● Verilen görev 1: Aşağıdaki Akkuyu nükleer santrali yazısına göre Ecemiş fay hattı Akkuyu'nun kaç kilometre açığından geçiyor?
● Verilen görev 2: Akkuyu nükleer santrali yazısındaki şu cümleyi İngilizceye çevirin: "1976 yılından beri çevreci örgütlerin engellediği Akkuyu Nükleer santrali, çığlıklar bastırılarak yapılacak."

● Belge bölümü:
■ ■ ■ ■ ■

ÇED Raporu’nda sahte imza

0
460

Son günlerde Mersin’de ufak ufak sallanıyoruz. Daha geçen hafta 4.1’lik bir sarsıntı geçirdik. Her sarsıntıda depremden çok, Mersin’e nur topu gibi doğacak nükleer santralimizi düşünerek korkuya kapılıyorum. Bu santralin yapımını isteyenler, dünyanın teknoloji alanında ABD’den sonra en gelişmiş ülkesi olan Japonya’nın yapamadığını, sanırım bizim yapacağımıza inanıyorlar! Akkuyu’nun sadece 25 kilometre açığından geçen Ecemiş fay hattını düşünüyorum çaresizce. Çaresizce çünkü ÇED (Çevresel Etki Değerlendirmesi) raporlarındaki imzaların sahte olduğunu duyduktan sonra endişelerim iyice arttı. Bütün bunlarla nasıl mücadele edilir ne kadar başarıya ulaşılır bilmiyorum. 1976 yılından beri çevreci örgütlerin engellediği Akkuyu Nükleer santrali, çığlıklar bastırılarak yapılacak. Bütün bunlar bu şehirde, bu ülkede, bu dünyada yaşayan biri olarak, çocuklarının geleceğini düşünen bir anne olarak beni dehşete düşürüyor.

■ ■ ■ ■ ■

● Kayıtlı bilgiler:

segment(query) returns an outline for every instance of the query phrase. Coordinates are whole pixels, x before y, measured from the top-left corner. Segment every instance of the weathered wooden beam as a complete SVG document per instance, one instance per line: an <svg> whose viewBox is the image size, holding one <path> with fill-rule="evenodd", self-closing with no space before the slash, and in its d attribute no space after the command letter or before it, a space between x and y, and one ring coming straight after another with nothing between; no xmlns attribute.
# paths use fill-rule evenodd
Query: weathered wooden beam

■ ■ ■ ■ ■

● Örnek çözüm 1: Ecemiş fay hattı Akkuyu'nun 25 kilometre açığından geçiyor.

● Örnek çözüm 2: The Akkuyu Nuclear Power Plant, which environmental organizations have blocked since 1976, will be built by silencing the outcry.